▶ **Excerpted text**:

------------------------------------------------

Ted Simons: Tonight's edition of Artbeat looks at the ASU art museum's spring season, which kicks off tomorrow. Here to tell us about what will be exhibited is Curator Julio Cesar Morales and artists Scott Kiernan and Victoria Keddie. Good to have you all here. Thanks for joining us. We appreciate it. In general terms, how many museums, what purpose do they serve?

Julio Cesar Morales: It's the ASU art museum, and tomorrow we have our season opener. So we have five exhibitions opening, including the research center.

Ted Simons: The brickyard is one spot.

Julio Cesar Morales: And then the other one is the actual museum on campus.

Ted Simons: The goal of an university art museum is what?

Julio Cesar Morales: I think the actual goal of the university art museum is to actually take risks within art but also since ASU is such a large research center and university, we try to work with artists that are really interested in working with these other schools within the school itself, other than the museum and in collaboration.

Ted Simons: Okay. So we've got six exhibitions featured correct?

Julio Cesar Morales: Yes.

Ted Simons: Is that six?

Julio Cesar Morales: There we go.

Ted Simons: The first one is live video taping with ESP TV. All right, what is ESP TV?

Scott Kiernan: It's a project that's existed for nearly five years, and it's basically a traveling TV studio that travels to different galleries, diy spaces, any kind of space and collaborates with artists to make live television in the space. So in some ways it's a bit like this and in some ways it's nothing like this. The projects range from performance art, musicians, video artists all become part of a live taping with a live audience. We broadcast the show on television in Manhattan, in New York, and in Philadelphia and Portland occasionally, and then after that, they go online. So they're viewable from our website.

Ted Simons: As far as television is concerned, you can be live, you can be taped, you can be both. Is this one of those live events that is preserved by tape or do you not even bother taping it?

Victoria Keddie: We do. We preserve everything. Our experience is very much about the live televisual experience but we also come from a standpoint where we look to preserve everything and we do. We record everything to tape. It's kind of a living archive as well as a very alive experience at the same time.

Ted Simons: You'll be working with local artists here correct?

Victoria Keddie: Yeah, uh-huh.

Ted Simons: And everywhere you go, you work with local artists? You mentioned it was a traveling situation.

Scott Kiernan: It is. For the exhibition here in Arizona we're bringing some videos from artists from different parts of the country but the artists at the show and we are also showing videos from artists in Phoenix but also having performances by artists from Phoenix, Arizona.

------------------------------------------------

▶ **Dataset excerpt**:
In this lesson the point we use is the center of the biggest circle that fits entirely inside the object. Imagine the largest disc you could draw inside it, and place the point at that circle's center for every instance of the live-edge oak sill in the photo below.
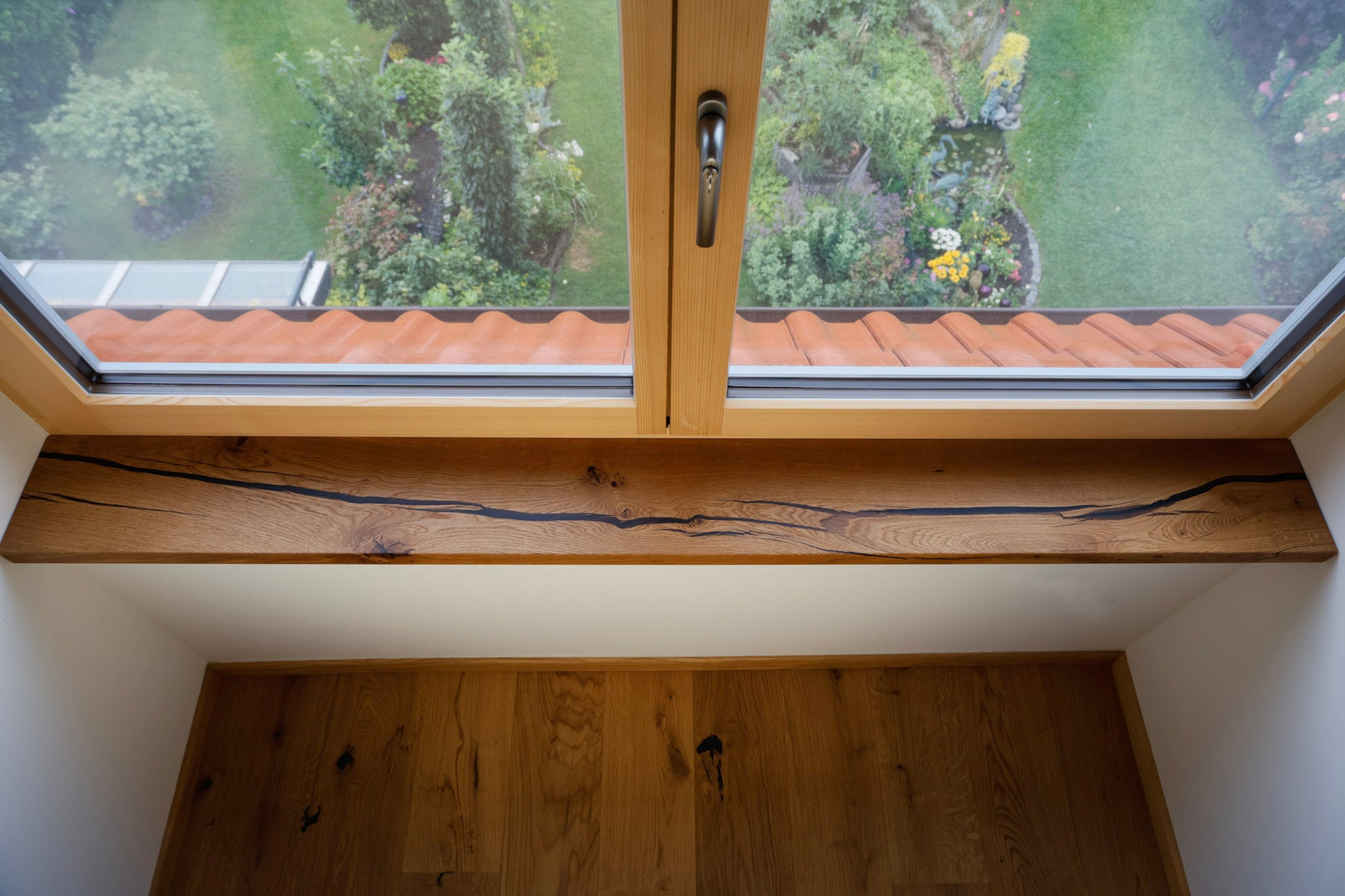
(236, 499)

------------------------------------------------

▶ **Tasks to carry out**:
1 – Reproduce the part of the interview about the ASU art museum's spring season that runs from "Ted Simons: The goal" down to "There we go.".
2 – Answer these questions from the interview about the ASU art museum's spring season:
(a) Besides the brickyard, what other location does Julio Cesar Morales mention?
(b) For about how long has ESP TV existed?
(c) To what medium does ESP TV record everything?
3 – Pick up the interview about the ASU art museum's spring season after its final sentence and write what comes next.

▶ **Answer list**:
1 –
Ted Simons: The goal of an university art museum is what?

Julio Cesar Morales: I think the actual goal of the university art museum is to actually take risks within art but also since ASU is such a large research center and university, we try to work with artists that are really interested in working with these other schools within the school itself, other than the museum and in collaboration.

Ted Simons: Okay. So we've got six exhibitions featured correct?

Julio Cesar Morales: Yes.

Ted Simons: Is that six?

Julio Cesar Morales: There we go.

2 –
(a) The actual museum on campus.
(b) Nearly five years.
(c) Tape.

3 –
Ted Simons: We're looking at some of your work right now. As someone who is involved with the museum, you see this, you hear about this, why are you interested in this?

Julio Cesar Morales: I'm interested because this is part of an overall exhibition called unfixed and unfixed looks at the history of painting, artists who are influenced by analogue and digital technology and at the same time, I think when you ask if things are taped, we tape on vhs so the live sessions are recorded on vhs, and then they're digitized in that sense. So this exhibition is really about artists, a new term called post-Internet art. And the idea, the question within the essay I wrote and I was saying what does it mean to be a painter in a post-Internet environment?

Ted Simons: Holy smokes.

[ Laughter ]

Ted Simons: But again, you're talking technology, and, you know, it's one thing to do art with minerals and soils and natural things. You're doing art with stuff that could be obsolete in another six months to a year. How do you get around that?

Scott Kiernan: Obsolete is a thing that's used to sell products. It doesn't mean it stopped working and part of our ethos of working, there's not really any rules. You can use anything if it suits what you're trying to do and you might appreciate the texture of something that's 30 years old. There's a way to mix and match. There's no rules on that.

Ted Simons: And with that in mind, can you get too much technology involved? Can it be too clean, too perfect?

Victoria Keddie: I think so. I think a lot of our practice is about deconstructing the ideas of maybe the perfect setting, the perfect set of technology, the idea of high-definition, breaking that apart, what does that mean? And how useful is it for the practice from an artist's standpoint? And so yeah, we kind of combine different tools and mesh them together, create our own hybrid system, and I think it works because it shows the imperfections in a different way that allow people to see maybe some other parts of the technology that they hadn't before.

Ted Simons: What do you want? If anyone goes and watches the live performance, what do you want them to leave with?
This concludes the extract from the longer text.